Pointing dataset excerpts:
· · · ·
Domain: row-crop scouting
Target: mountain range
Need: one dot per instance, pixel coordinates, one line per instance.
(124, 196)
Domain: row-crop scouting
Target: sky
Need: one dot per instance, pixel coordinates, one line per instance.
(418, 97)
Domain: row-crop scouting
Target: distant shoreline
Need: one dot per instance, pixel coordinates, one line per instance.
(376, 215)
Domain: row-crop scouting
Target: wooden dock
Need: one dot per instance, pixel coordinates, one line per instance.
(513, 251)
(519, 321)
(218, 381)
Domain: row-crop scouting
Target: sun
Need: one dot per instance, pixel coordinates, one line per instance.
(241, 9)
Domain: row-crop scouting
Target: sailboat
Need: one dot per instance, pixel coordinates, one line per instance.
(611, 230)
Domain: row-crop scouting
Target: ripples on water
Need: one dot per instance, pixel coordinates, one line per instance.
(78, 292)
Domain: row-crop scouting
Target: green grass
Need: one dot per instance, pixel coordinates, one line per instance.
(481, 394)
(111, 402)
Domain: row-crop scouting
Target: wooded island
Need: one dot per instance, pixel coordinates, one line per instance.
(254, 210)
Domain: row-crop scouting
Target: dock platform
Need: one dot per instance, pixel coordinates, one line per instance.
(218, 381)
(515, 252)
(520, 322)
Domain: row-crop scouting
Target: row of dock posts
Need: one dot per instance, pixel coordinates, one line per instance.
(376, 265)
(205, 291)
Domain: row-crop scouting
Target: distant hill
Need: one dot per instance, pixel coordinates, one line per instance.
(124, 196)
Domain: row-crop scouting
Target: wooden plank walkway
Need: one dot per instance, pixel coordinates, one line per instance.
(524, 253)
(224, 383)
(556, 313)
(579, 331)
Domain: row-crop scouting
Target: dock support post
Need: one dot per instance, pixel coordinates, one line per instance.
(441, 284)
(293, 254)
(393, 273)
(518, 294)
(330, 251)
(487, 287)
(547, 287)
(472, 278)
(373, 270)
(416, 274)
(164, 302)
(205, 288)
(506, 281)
· · · ·
* [WHAT YOU WILL DO]: Copy down the whole of the data above, matching it exactly.

* [ANSWER TO THIS TASK]:
Domain: row-crop scouting
Target: mountain range
Need: one dot per instance, pixel coordinates, one line per instance.
(124, 196)
Domain: row-crop scouting
Target: sky
Need: one dot per instance, pixel coordinates, one line per instance.
(418, 97)
Domain: row-crop scouting
Target: distant shoreline
Need: one dot per instance, pixel coordinates, one line per instance.
(376, 215)
Domain: row-crop scouting
Target: wooden dock
Need: one dot per instance, pixel coordinates, one line per instance.
(513, 251)
(519, 321)
(218, 381)
Domain: row-crop scouting
Target: sun
Need: one dot per instance, pixel coordinates, one line per instance.
(241, 9)
Domain: row-crop scouting
Target: sailboat
Need: one dot per instance, pixel coordinates, one line per instance.
(611, 230)
Domain: row-crop scouting
Target: ripples on water
Need: one dot per instance, pixel coordinates, one line per instance.
(78, 292)
Domain: row-crop scouting
Target: green grass
Need: one dot per instance, pixel coordinates, one line per instance.
(481, 394)
(111, 402)
Domain: row-crop scouting
Target: wooded island
Need: one dot per instance, pixel coordinates, one line per instance.
(254, 210)
Domain: row-crop scouting
Target: dock platform
Need: one dot per instance, pixel coordinates, one line per instance.
(218, 381)
(515, 252)
(520, 322)
Domain: row-crop scouting
Target: row of dock posts
Need: one dot per instance, pixel coordinates, one line per instance.
(376, 265)
(205, 291)
Domain: row-crop scouting
Target: distant hill
Need: one dot per instance, pixel coordinates, one line per instance.
(124, 196)
Domain: row-crop scouting
Target: wooden plank walkway
Need: one dot per instance, pixel coordinates, one line per instance.
(524, 253)
(224, 383)
(556, 313)
(579, 331)
Domain: row-crop scouting
Target: dock support post
Need: one dot per instance, pixel coordinates, one line per instance.
(441, 284)
(293, 254)
(393, 273)
(518, 294)
(330, 251)
(487, 287)
(547, 287)
(472, 278)
(373, 270)
(416, 274)
(164, 302)
(205, 288)
(506, 281)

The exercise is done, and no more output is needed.